DOCUMENT:
+++

1.1 How code works

Note

Code is a set of instructions that a computer can understand and execute. It is written in a programming language, such as Python, Java, C++, etc. These languages provide a set of rules and syntax that programmers use to write their code.

What Happens to Code from Writing to Execution?

When a programmer writes code, they are creating a set of instructions that tell the computer what to do. However, computers do not understand high-level programming languages like Python, Java, or Go directly. The code must go through several steps before it can be executed by the computer’s processor.

Writing the Code (Source Code)

The programmer writes human-readable code in a high-level programming language (e.g., Python, Java, Go).
This code needs to be translated into machine language (binary code) so the computer can execute it.

Code Translation: Compilation vs. Interpretation

Different programming languages use different methods to translate code into machine-executable form:

Compiled Languages (e.g., C, C++)

A compiler translates the entire source code into machine code before execution.

The compiler may generate assembly code as an intermediate step, which is then converted into machine code.

The final output is an executable file that the computer can run directly.

Interpreted Languages (e.g., Python, JavaScript)

+++

TASK REQUIREMENTS:
- 1) Transcribe the stretch of the page on how code works from "This code needs" through "Languages (e.g., C, C++)", keeping every word and punctuation mark unchanged.
- 2) Go on with the explanation of how code works, picking up right after its final line.

INFORMATION SUPPLIED:

+++

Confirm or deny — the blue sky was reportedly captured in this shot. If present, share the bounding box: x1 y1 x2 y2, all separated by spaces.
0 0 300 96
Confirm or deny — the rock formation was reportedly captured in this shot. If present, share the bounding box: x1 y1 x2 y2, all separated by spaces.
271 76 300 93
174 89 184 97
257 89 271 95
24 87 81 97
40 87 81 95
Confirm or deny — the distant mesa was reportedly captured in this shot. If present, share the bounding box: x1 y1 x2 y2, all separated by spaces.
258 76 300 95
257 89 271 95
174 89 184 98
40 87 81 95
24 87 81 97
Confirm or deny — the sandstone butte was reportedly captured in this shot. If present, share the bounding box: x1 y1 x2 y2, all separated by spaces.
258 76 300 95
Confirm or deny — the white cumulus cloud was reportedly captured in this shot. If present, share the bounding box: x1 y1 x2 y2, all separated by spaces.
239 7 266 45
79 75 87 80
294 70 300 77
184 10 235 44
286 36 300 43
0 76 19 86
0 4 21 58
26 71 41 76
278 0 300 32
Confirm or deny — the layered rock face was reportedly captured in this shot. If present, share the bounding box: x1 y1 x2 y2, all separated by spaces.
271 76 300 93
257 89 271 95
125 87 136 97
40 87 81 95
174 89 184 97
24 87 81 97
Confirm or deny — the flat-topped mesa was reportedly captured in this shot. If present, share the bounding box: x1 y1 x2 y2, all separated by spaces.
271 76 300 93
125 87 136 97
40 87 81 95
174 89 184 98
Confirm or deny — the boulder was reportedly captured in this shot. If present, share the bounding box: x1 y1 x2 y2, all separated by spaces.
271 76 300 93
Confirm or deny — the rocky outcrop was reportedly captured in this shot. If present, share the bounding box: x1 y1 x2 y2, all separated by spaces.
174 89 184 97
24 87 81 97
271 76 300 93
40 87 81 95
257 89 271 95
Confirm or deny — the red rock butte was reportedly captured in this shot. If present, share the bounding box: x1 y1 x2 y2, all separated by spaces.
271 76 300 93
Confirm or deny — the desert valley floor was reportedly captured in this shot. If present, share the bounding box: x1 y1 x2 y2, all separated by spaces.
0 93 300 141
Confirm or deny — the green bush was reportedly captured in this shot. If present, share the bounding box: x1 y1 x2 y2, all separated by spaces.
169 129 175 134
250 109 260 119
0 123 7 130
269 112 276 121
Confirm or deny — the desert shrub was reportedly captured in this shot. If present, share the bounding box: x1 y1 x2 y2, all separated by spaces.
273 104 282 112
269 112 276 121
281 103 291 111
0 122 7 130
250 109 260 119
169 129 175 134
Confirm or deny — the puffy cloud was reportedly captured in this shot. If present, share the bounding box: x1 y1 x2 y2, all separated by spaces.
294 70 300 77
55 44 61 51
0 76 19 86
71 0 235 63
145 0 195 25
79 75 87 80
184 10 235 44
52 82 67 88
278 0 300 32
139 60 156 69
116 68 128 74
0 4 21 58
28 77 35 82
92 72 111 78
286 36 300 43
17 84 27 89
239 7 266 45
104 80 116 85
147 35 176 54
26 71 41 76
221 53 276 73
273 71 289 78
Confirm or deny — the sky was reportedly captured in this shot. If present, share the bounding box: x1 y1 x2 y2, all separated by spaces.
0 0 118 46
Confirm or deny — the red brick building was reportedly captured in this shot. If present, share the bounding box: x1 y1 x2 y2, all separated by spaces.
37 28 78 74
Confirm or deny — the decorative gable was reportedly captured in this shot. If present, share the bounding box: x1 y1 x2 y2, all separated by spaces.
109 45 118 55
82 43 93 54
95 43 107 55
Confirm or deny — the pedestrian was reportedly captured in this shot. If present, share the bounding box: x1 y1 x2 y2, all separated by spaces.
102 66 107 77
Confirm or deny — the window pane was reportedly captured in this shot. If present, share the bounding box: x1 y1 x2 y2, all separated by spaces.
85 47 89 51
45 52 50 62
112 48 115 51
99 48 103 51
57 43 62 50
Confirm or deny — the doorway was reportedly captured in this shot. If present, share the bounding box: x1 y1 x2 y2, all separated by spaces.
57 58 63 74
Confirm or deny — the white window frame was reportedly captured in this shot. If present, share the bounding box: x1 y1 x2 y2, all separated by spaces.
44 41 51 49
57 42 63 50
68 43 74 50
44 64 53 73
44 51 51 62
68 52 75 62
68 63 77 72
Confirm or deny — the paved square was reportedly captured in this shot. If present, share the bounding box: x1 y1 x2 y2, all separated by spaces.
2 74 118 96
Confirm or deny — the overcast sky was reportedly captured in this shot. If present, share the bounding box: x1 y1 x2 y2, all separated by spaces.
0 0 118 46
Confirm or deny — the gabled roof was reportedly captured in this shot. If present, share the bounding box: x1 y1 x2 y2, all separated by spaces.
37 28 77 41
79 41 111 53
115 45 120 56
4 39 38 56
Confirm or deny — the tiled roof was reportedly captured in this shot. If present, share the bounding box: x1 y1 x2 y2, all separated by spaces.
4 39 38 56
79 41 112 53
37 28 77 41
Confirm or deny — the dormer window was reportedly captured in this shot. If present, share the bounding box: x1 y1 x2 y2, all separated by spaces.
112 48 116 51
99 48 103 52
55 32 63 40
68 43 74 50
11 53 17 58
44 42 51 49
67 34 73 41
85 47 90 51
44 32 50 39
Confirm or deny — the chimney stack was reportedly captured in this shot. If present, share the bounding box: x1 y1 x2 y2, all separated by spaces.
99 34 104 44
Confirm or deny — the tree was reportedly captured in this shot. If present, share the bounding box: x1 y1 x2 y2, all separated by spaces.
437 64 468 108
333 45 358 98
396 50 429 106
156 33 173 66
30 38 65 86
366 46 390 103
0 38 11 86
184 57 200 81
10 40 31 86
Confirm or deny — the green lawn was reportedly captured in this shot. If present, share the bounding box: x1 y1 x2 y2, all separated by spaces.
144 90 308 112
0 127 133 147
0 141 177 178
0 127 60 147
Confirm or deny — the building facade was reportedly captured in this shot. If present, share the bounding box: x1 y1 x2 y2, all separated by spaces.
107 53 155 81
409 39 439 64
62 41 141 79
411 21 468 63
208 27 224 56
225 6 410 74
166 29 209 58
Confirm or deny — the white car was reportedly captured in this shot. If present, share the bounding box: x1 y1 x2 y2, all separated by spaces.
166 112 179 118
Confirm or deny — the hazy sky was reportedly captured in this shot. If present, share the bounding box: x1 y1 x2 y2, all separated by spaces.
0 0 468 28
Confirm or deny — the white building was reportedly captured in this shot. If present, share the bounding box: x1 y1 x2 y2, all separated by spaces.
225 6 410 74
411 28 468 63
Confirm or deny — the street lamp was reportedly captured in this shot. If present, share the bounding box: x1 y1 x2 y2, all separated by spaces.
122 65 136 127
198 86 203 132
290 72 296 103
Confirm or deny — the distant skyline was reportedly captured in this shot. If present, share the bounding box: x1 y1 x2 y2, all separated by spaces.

+++

OUTPUTS FOR THE TASKS:
- 1)
This code needs to be translated into machine language (binary code) so the computer can execute it.

Code Translation: Compilation vs. Interpretation

Different programming languages use different methods to translate code into machine-executable form:

Compiled Languages (e.g., C, C++)

- 2)
An interpreter reads and executes the code line by line at runtime.

The translation happens dynamically, which makes interpreted languages generally slower than compiled ones.

Hybrid Languages (e.g., Java, C#)

The code is first translated into an intermediate representation (e.g., Java bytecode).

A virtual machine (e.g., JVM for Java) executes this intermediate code.

Machine Code Execution

Once the code is translated into machine code:

The CPU fetches, decodes, and executes the binary instructions.

Each instruction tells the processor to perform a specific operation (e.g., arithmetic calculations, memory access, or I/O operations).

Memory and I/O Interaction

The program interacts with RAM to store and retrieve data.
It communicates with input/output devices such as the keyboard, mouse, and display.
If needed, it accesses files or databases on storage devices.

The Role of the Operating System

The operating system (OS) manages program execution by allocating resources (CPU, memory, disk access).
It ensures that multiple programs can run simultaneously without interfering with each other.
The OS also handles system security and process scheduling.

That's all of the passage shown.